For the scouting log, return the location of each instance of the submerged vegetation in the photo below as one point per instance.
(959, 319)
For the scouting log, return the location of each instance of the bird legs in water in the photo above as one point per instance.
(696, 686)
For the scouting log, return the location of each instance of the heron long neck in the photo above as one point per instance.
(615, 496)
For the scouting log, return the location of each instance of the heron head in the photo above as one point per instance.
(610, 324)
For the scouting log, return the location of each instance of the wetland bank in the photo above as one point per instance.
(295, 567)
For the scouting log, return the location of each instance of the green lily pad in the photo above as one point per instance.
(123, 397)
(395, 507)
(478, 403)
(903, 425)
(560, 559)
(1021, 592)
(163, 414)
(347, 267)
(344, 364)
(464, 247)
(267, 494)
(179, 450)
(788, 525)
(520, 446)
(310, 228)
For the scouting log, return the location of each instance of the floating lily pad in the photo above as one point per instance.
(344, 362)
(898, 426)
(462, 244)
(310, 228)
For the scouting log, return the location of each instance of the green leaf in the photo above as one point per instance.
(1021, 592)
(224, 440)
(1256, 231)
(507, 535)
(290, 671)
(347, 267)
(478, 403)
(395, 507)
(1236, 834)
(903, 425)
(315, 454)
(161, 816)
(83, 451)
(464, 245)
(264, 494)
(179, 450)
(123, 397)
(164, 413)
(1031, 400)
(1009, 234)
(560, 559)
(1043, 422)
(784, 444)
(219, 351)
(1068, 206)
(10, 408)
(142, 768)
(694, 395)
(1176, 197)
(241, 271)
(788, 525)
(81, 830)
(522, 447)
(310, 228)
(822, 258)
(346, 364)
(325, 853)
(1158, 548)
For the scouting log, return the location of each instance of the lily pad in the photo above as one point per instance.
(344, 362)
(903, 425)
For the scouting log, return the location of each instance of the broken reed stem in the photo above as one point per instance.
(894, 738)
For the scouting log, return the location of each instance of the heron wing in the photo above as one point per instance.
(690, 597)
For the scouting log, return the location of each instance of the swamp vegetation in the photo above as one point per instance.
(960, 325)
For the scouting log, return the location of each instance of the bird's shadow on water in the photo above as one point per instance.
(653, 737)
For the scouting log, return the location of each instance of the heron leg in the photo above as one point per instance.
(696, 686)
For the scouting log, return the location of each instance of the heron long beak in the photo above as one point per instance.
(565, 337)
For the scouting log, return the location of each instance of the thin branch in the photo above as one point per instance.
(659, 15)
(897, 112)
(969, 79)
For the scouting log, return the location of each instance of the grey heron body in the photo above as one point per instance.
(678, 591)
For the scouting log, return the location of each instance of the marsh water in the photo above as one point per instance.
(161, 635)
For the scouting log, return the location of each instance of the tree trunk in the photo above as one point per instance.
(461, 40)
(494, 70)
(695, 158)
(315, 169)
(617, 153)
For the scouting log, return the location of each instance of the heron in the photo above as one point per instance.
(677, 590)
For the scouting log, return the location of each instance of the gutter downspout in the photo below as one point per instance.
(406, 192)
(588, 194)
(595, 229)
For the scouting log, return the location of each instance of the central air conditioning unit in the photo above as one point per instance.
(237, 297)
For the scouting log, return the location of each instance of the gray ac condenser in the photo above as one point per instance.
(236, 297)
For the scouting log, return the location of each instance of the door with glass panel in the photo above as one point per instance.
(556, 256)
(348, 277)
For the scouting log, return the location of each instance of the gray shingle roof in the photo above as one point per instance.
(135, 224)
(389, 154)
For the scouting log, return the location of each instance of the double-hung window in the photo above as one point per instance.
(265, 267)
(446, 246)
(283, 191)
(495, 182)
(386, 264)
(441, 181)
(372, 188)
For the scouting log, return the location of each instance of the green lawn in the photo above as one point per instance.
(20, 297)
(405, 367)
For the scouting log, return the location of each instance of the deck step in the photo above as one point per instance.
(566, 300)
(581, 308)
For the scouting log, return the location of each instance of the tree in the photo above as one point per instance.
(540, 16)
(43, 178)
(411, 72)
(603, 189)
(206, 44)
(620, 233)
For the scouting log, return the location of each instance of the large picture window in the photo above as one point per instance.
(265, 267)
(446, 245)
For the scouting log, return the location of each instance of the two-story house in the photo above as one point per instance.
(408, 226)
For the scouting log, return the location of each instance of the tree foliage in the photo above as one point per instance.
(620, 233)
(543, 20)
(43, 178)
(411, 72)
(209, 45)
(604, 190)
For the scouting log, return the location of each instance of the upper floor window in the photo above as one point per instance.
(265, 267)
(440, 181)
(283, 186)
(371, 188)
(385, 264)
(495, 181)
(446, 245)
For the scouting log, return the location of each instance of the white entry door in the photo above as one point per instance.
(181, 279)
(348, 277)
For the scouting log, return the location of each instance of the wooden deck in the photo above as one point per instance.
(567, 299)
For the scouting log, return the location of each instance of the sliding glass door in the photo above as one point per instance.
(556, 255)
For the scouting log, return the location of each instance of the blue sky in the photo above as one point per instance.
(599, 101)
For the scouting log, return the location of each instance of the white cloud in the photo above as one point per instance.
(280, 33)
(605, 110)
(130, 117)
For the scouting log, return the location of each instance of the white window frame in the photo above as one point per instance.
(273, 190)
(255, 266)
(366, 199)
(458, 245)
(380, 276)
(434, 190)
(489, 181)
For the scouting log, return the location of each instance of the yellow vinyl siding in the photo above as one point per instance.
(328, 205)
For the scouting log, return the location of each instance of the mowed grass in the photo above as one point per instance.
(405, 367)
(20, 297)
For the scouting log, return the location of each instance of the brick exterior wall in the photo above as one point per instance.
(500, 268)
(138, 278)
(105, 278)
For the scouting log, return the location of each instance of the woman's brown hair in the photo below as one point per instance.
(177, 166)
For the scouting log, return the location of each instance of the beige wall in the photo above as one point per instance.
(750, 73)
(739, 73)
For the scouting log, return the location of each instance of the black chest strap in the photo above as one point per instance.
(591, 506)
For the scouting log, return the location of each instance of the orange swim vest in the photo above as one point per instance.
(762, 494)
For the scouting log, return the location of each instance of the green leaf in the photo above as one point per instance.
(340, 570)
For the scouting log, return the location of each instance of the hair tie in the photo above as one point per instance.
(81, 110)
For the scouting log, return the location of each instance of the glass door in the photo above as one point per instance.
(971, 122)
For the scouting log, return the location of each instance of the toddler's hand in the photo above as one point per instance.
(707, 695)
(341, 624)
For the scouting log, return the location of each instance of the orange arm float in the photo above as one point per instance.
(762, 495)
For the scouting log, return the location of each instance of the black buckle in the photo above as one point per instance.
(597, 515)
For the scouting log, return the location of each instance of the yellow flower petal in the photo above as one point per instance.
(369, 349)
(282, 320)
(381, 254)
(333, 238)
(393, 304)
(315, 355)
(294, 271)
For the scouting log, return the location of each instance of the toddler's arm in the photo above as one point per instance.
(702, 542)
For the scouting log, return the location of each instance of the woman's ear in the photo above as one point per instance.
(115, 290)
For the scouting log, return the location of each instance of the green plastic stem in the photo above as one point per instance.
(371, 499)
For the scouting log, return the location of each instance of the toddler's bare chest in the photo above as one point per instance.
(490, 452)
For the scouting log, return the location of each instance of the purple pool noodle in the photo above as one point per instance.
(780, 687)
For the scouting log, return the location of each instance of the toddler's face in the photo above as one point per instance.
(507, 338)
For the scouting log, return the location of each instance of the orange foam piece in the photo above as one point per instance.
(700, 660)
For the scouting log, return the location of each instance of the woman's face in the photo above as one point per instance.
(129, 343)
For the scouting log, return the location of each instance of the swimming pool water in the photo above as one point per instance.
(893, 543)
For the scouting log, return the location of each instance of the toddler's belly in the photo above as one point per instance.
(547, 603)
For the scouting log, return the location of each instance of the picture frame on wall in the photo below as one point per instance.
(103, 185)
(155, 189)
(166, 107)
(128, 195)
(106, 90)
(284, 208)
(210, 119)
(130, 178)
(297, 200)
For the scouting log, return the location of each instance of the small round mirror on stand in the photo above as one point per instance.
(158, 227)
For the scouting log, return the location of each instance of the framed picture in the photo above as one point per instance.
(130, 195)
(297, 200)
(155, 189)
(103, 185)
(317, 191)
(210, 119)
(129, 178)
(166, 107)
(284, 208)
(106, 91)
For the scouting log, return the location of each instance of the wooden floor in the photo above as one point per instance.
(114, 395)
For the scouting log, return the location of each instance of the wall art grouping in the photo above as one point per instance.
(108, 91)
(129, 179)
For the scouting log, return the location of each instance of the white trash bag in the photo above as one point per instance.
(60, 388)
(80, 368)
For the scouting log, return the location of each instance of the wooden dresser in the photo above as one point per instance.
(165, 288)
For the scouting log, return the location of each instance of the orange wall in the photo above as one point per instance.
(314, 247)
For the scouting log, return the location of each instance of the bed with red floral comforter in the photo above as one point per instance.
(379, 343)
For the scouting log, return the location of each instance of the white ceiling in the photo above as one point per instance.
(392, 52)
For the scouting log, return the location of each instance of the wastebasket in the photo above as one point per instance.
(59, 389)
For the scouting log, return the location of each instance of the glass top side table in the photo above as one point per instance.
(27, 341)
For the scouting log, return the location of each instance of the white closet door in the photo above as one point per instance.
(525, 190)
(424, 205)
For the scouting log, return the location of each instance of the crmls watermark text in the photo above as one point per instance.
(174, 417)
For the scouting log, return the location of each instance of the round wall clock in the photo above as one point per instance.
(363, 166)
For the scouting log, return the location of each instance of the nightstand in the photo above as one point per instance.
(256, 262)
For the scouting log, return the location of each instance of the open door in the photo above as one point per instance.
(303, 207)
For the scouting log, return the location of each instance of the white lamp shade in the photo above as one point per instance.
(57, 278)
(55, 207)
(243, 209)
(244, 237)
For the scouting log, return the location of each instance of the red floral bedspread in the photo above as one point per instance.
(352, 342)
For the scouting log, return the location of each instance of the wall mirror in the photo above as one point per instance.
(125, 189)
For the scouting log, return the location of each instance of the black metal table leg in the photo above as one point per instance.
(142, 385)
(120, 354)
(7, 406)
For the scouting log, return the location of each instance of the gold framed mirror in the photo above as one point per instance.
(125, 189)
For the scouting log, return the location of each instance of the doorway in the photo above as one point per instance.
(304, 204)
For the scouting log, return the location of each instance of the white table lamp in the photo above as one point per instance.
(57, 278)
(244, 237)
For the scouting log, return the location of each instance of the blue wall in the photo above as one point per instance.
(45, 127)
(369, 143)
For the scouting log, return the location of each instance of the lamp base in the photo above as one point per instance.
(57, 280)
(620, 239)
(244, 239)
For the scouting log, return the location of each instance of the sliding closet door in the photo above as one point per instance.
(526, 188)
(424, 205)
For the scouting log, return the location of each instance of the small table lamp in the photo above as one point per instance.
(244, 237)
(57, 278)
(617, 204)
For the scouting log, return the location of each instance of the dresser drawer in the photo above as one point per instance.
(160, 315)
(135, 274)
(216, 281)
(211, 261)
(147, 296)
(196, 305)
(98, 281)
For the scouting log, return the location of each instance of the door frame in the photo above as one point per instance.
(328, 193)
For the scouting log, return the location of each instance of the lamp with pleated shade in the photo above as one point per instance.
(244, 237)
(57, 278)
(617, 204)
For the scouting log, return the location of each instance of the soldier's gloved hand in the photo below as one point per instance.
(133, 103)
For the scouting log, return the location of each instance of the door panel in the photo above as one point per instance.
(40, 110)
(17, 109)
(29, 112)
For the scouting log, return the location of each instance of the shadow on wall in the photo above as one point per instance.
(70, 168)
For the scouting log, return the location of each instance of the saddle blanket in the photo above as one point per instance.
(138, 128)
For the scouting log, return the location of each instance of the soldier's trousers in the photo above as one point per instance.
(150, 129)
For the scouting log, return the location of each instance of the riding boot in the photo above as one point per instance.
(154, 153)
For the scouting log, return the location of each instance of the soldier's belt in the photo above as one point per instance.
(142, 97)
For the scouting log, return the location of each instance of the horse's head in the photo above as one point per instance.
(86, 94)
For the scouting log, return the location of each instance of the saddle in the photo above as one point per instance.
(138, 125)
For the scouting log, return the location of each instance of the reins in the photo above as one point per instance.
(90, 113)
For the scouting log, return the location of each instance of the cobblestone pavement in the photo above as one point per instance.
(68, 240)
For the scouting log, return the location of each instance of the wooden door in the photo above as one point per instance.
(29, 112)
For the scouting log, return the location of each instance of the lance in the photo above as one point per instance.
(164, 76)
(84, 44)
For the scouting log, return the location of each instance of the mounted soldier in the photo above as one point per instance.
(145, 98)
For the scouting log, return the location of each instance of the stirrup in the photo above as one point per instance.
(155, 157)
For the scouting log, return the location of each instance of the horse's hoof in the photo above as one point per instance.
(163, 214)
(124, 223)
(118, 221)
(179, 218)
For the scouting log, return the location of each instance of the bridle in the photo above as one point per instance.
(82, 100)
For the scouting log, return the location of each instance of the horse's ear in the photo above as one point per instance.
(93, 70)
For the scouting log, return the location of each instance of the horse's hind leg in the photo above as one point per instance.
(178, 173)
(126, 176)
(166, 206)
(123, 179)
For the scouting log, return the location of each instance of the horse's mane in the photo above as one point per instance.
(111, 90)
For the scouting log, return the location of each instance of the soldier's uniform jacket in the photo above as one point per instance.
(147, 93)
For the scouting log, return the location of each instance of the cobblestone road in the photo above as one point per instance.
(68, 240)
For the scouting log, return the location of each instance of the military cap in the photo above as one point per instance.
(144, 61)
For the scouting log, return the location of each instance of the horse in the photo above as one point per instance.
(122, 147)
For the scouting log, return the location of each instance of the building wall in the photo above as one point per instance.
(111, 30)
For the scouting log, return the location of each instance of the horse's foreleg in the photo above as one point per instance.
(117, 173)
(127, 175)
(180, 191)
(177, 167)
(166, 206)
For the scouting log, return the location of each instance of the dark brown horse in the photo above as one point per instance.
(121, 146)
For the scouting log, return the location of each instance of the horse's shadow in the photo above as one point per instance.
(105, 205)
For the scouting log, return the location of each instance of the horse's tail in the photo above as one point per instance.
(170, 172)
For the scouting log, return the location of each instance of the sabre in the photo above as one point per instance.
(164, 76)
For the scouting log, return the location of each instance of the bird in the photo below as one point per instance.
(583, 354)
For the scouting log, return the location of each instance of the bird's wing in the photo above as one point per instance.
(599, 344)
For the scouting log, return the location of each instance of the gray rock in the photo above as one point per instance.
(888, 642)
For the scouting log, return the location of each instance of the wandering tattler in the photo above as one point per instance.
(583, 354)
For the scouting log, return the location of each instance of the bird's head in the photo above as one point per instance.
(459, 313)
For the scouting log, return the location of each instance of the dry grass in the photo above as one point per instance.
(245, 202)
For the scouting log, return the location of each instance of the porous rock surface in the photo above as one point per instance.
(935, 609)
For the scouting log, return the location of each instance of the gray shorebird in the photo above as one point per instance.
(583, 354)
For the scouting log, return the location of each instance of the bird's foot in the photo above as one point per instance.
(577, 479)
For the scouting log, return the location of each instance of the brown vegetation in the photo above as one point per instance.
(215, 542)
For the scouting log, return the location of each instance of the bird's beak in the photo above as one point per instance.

===============

▶ _Task statement_: Once the line with "of the brown" is found, write out that line and every one after it through the last line of the records, exactly and with nothing else.

▶ _Answer for this exercise_:
For the scouting log, return the location of each instance of the brown vegetation in the photo above as one point per instance.
(215, 542)
For the scouting log, return the location of each instance of the bird's beak in the photo above as one point per instance.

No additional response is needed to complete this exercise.